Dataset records
# # #

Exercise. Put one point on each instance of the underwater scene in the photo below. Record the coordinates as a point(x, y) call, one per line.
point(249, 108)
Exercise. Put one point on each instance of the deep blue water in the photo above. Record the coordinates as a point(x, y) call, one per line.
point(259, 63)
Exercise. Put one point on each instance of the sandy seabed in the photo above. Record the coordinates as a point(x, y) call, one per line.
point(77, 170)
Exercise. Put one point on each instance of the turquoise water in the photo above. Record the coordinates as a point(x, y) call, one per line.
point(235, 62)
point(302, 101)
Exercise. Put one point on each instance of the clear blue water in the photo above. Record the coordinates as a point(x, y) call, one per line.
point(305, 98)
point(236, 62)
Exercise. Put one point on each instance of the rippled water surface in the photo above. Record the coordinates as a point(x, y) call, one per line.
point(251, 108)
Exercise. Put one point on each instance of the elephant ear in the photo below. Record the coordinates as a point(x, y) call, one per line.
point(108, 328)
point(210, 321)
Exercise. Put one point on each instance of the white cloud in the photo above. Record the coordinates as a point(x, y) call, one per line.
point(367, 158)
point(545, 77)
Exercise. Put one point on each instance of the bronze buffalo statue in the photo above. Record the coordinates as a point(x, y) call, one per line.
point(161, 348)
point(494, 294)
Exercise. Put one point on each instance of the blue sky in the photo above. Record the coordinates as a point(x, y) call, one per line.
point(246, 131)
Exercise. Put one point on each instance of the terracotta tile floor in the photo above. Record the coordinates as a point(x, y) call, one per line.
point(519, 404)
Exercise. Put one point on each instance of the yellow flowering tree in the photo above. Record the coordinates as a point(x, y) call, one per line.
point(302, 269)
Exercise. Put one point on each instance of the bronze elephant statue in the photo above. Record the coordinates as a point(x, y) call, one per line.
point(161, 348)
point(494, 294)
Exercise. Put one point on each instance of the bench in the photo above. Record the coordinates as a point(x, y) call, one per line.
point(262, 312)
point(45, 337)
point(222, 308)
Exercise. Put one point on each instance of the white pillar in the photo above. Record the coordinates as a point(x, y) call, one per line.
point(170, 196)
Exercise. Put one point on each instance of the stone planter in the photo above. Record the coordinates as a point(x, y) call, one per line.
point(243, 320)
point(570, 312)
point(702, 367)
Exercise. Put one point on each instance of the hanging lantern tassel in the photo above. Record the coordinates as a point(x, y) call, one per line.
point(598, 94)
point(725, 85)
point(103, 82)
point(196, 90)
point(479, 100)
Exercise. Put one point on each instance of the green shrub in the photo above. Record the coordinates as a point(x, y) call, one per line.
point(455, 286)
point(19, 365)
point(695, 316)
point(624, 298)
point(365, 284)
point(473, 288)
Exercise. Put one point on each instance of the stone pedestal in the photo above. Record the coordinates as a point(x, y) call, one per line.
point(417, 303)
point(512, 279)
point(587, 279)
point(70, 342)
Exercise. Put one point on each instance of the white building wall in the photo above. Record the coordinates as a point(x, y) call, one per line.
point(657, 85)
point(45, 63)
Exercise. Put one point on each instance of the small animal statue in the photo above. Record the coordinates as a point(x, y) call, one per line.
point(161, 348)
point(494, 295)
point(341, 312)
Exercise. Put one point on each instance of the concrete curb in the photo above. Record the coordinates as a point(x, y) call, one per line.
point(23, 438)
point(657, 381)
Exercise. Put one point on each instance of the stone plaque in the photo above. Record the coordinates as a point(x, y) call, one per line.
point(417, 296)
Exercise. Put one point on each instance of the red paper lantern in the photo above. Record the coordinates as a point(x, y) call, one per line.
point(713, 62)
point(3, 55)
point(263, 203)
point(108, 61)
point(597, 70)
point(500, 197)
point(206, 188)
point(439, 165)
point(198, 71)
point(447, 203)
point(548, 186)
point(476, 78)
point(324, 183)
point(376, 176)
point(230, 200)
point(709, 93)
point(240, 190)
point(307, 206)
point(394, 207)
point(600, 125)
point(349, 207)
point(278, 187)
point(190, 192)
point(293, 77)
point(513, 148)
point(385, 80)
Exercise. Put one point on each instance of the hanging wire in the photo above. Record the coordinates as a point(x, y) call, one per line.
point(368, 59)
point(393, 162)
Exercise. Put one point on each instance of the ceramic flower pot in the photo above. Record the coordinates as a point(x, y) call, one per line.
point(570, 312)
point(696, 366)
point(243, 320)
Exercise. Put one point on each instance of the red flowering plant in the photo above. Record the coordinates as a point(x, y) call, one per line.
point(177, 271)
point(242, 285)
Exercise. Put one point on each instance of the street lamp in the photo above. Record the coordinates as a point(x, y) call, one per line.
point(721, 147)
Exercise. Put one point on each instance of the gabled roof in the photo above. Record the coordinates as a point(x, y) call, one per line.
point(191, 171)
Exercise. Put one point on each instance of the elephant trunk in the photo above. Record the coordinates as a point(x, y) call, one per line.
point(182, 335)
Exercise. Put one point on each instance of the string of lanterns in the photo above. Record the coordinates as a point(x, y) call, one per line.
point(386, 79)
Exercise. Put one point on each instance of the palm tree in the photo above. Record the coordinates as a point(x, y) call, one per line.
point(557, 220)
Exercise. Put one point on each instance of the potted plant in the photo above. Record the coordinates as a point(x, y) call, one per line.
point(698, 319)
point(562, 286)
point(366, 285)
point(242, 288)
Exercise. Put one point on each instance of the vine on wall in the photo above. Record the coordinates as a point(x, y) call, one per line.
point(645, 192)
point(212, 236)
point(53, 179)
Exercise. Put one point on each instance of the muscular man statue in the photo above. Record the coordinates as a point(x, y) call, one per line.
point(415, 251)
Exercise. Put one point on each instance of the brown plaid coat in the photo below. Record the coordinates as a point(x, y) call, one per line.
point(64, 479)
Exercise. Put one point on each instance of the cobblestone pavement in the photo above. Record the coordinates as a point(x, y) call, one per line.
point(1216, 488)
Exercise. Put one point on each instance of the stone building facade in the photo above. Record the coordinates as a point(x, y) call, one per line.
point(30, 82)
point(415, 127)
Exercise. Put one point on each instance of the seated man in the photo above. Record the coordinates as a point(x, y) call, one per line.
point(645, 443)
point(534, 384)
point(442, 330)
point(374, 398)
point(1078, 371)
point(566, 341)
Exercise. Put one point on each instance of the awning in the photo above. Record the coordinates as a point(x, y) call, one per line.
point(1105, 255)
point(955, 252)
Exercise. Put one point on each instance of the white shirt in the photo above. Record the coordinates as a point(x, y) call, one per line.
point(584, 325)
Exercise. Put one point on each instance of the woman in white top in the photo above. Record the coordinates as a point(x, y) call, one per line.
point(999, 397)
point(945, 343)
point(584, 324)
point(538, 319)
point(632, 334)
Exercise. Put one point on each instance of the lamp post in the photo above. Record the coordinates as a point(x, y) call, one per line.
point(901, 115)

# # #

Aim of the task:
Retype every line of the listing above without changing anything.

Output for this exercise:
Exercise. Put one point on each instance of the underwater scene in the photo below. Record the coordinates as a point(x, y) call, one per line.
point(249, 108)
Exercise. Put one point on each instance of the deep blue water in the photo above. Record the coordinates as a point(x, y) call, one per line.
point(259, 63)
Exercise. Put one point on each instance of the sandy seabed in the photo above. Record the coordinates as a point(x, y) call, one per line.
point(77, 170)
Exercise. Put one point on each instance of the turquoise water in the photo above. Record the coordinates as a point(x, y) call, one per line.
point(235, 62)
point(302, 101)
Exercise. Put one point on each instance of the clear blue water in the photo above. Record the coordinates as a point(x, y) call, one per line.
point(305, 98)
point(236, 62)
Exercise. Put one point on each instance of the rippled water surface in the photo above. Record the coordinates as a point(x, y) call, one per line.
point(251, 108)
Exercise. Put one point on each instance of the elephant ear in the photo below. Record the coordinates as a point(x, y) call, one per line.
point(108, 328)
point(210, 321)
Exercise. Put one point on each instance of the white cloud in the photo above. Record the coordinates as a point(x, y) call, one per line.
point(367, 158)
point(545, 77)
Exercise. Put one point on each instance of the bronze buffalo statue in the photo above. Record the coordinates as a point(x, y) call, one per line.
point(161, 348)
point(494, 294)
Exercise. Put one point on each instance of the blue sky in the photo above. Record the coordinates as a point(x, y) call, one per line.
point(246, 131)
Exercise. Put one point on each instance of the terracotta tile floor in the photo above. Record the coordinates as a point(x, y) call, one per line.
point(519, 404)
Exercise. Put one point on each instance of the yellow flowering tree in the photo above. Record the coordinates as a point(x, y) call, one per line.
point(302, 269)
Exercise. Put one point on each instance of the bronze elephant statue in the photo above. Record the coordinates as a point(x, y) call, one per line.
point(161, 348)
point(494, 294)
Exercise. Put one point on each instance of the bench in the photo above. Record the coordinates as a point(x, y) call, one per line.
point(262, 312)
point(45, 337)
point(222, 308)
Exercise. Put one point on each instance of the white pillar in the photo above. Record the coordinates as a point(x, y) call, one per line.
point(170, 196)
Exercise. Put one point on each instance of the stone planter in the photo above. Record the coordinates as a point(x, y) call, one per line.
point(243, 320)
point(570, 312)
point(702, 367)
Exercise. Put one point on each instance of the hanging lantern tassel in the photo above. Record the coordinates as a point(x, y) call, one per line.
point(598, 94)
point(725, 85)
point(103, 82)
point(196, 90)
point(479, 100)
Exercise. Put one point on each instance of the green shrub in the photo above. Record the coordinates as a point(x, y) call, one per line.
point(455, 286)
point(19, 365)
point(695, 316)
point(624, 298)
point(365, 284)
point(473, 288)
Exercise. Put one point on each instance of the stone pedestal in the photo above. Record the coordinates as a point(x, y) call, one per line.
point(417, 303)
point(512, 279)
point(587, 279)
point(70, 342)
Exercise. Put one point on each instance of the white building wall in the photo above. Record the coordinates as a point(x, y) call, one per line.
point(657, 85)
point(45, 63)
Exercise. Put one point on each instance of the small animal statue in the photo above. Record the coordinates as a point(x, y) call, one per line.
point(161, 348)
point(494, 295)
point(341, 312)
Exercise. Put one point on each instance of the concrete curb in the photo above. Record the coordinates as a point(x, y) call, one per line.
point(23, 438)
point(657, 381)
Exercise. Put one point on each instance of the stone plaque in the photo above. Record the coordinates as a point(x, y) call, one per line.
point(417, 296)
Exercise. Put one point on each instance of the red paper lantern in the photo above. Record the coordinates as a point(x, y) call, one per line.
point(713, 62)
point(3, 55)
point(263, 203)
point(108, 61)
point(597, 70)
point(500, 197)
point(206, 188)
point(439, 165)
point(198, 71)
point(447, 203)
point(548, 186)
point(476, 78)
point(324, 183)
point(376, 176)
point(230, 200)
point(709, 93)
point(240, 190)
point(307, 206)
point(394, 207)
point(600, 125)
point(349, 207)
point(278, 187)
point(190, 192)
point(293, 77)
point(513, 148)
point(385, 80)
Exercise. Put one point on each instance of the hanging wire in the photo above. Record the coordinates as a point(x, y) call, one per line.
point(368, 59)
point(393, 162)
Exercise. Put one point on each instance of the ceramic flower pot in the photo above. Record the coordinates as a point(x, y) call, one per line.
point(570, 312)
point(696, 366)
point(243, 320)
Exercise. Put one point on each instance of the red flowering plant in the photo above. Record the coordinates as a point(x, y) call, one per line.
point(177, 271)
point(242, 285)
Exercise. Put one point on each instance of the street lamp in the photo above. Record the coordinates as a point(x, y) call, one per line.
point(721, 147)
Exercise. Put one point on each instance of the gabled roof in the photo above. Record the coordinates as a point(x, y) call, one per line.
point(191, 171)
Exercise. Put one point on each instance of the elephant trunk in the photo above. Record the coordinates as a point(x, y) call, one per line.
point(182, 335)
Exercise. Put one point on each instance of the string of lanterns in the photo above. Record the coordinates as a point(x, y) call, one per line.
point(386, 79)
Exercise. Put one point on each instance of the palm tree in the photo above. Record the coordinates as a point(x, y) call, one per line.
point(557, 220)
Exercise. Put one point on each instance of the potted plant in the photo above. Record the coordinates as a point(x, y) call, one per line.
point(698, 319)
point(562, 286)
point(366, 285)
point(242, 288)
Exercise. Put one point on each instance of the vine on wall in the photo above. Record the coordinates as a point(x, y) call, one per line.
point(645, 192)
point(212, 236)
point(53, 179)
Exercise. Put one point on each instance of the muscular man statue in the photo above. Record the coordinates as a point(x, y) call, one per line.
point(415, 251)
Exercise. Put one point on each instance of the brown plaid coat in the photo below. Record the coordinates as a point(x, y) call, one per line.
point(64, 479)
Exercise. Put one point on each instance of the cobblestone pavement in the photo above. Record the coordinates as a point(x, y) call, one per line.
point(1216, 488)
Exercise. Put one point on each instance of the stone building facade in the photo above. Record the coordinates as a point(x, y) call, one per line.
point(30, 82)
point(415, 127)
Exercise. Put one point on each instance of the seated man in the photo above. Record the coordinates as a point(x, y) call, one per line.
point(645, 443)
point(534, 384)
point(442, 330)
point(374, 398)
point(1078, 371)
point(566, 341)
Exercise. Put one point on each instance of the awning in the photo above. Record the coordinates as a point(x, y) call, one per line.
point(1105, 255)
point(955, 252)
Exercise. Put one point on each instance of the white shirt in the photo above. Record the coordinates as a point(x, y) call, one per line.
point(584, 325)
Exercise. Put one point on each instance of the woman in white top in the photo above. Record the coordinates as a point(x, y) call, one per line.
point(999, 397)
point(945, 343)
point(584, 324)
point(538, 319)
point(632, 334)
Exercise. Put one point on each instance of the lamp post in the photo above. Record the coordinates as a point(x, y) call, one per line.
point(901, 115)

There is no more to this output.